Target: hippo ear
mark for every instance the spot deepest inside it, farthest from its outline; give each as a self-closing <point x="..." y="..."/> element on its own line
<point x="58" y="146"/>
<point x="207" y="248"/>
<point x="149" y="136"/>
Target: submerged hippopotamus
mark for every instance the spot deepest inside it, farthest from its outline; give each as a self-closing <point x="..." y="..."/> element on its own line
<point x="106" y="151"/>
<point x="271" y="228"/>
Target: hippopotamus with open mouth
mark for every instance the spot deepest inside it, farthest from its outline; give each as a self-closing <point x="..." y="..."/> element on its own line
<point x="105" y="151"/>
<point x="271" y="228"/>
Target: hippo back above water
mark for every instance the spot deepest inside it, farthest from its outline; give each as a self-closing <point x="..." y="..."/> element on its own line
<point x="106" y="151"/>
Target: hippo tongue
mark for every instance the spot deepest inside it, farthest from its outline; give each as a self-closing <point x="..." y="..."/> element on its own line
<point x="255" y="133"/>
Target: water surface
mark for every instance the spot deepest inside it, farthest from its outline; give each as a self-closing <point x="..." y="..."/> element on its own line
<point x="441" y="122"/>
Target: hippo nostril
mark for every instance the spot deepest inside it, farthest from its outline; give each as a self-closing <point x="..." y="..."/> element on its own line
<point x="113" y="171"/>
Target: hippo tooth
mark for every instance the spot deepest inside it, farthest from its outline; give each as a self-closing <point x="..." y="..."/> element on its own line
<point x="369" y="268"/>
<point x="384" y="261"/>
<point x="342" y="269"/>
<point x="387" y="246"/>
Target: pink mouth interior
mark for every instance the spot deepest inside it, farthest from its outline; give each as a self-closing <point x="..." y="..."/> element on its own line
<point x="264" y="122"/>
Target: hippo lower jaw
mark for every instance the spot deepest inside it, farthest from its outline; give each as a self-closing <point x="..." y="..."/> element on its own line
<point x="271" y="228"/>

- What to produce
Print out all the material above, unaltered.

- Completed task
Target: hippo ear
mark for every instance the spot deepest inside it, farthest from its outline; give each as a self-closing <point x="..." y="..."/> element on its own line
<point x="58" y="146"/>
<point x="207" y="248"/>
<point x="149" y="136"/>
Target: submerged hippopotamus
mark for every instance the spot deepest inside it, farthest from its outline; give each as a self-closing <point x="..." y="..."/> element on its own line
<point x="106" y="151"/>
<point x="271" y="228"/>
Target: hippopotamus with open mouth
mark for every instance the spot deepest inside it, farthest from its outline; give each as a self-closing <point x="..." y="..."/> element on its own line
<point x="105" y="151"/>
<point x="271" y="228"/>
Target: hippo back above water
mark for every instance the spot deepest inside it, farthest from its outline; give each as a self-closing <point x="..." y="..."/> element on its own line
<point x="106" y="151"/>
Target: hippo tongue
mark for every instance the spot deepest inside it, farthest from its outline; give each as a self-closing <point x="..." y="..."/> element on its own line
<point x="255" y="133"/>
Target: water surface
mark for every instance the spot deepest inside it, farthest from its outline; give each as a self-closing <point x="..." y="..."/> element on its own line
<point x="441" y="122"/>
Target: hippo nostril
mark for every instance the spot deepest inside it, farthest from its outline; give each as a self-closing <point x="..." y="..."/> element on its own line
<point x="113" y="171"/>
Target: hippo tooth
mark for every instance the spot deepest inside it, farthest from its outline; give each as a self-closing <point x="..." y="..."/> element on its own line
<point x="369" y="268"/>
<point x="384" y="261"/>
<point x="342" y="269"/>
<point x="387" y="246"/>
Target: pink mouth interior
mark for every instance the spot deepest inside it, farthest from its outline; give each as a self-closing <point x="..." y="..."/> element on its own line
<point x="264" y="122"/>
Target: hippo lower jaw
mark for every instance the spot deepest inside it, farthest from its outline; give each as a self-closing <point x="..." y="..."/> element on its own line
<point x="271" y="228"/>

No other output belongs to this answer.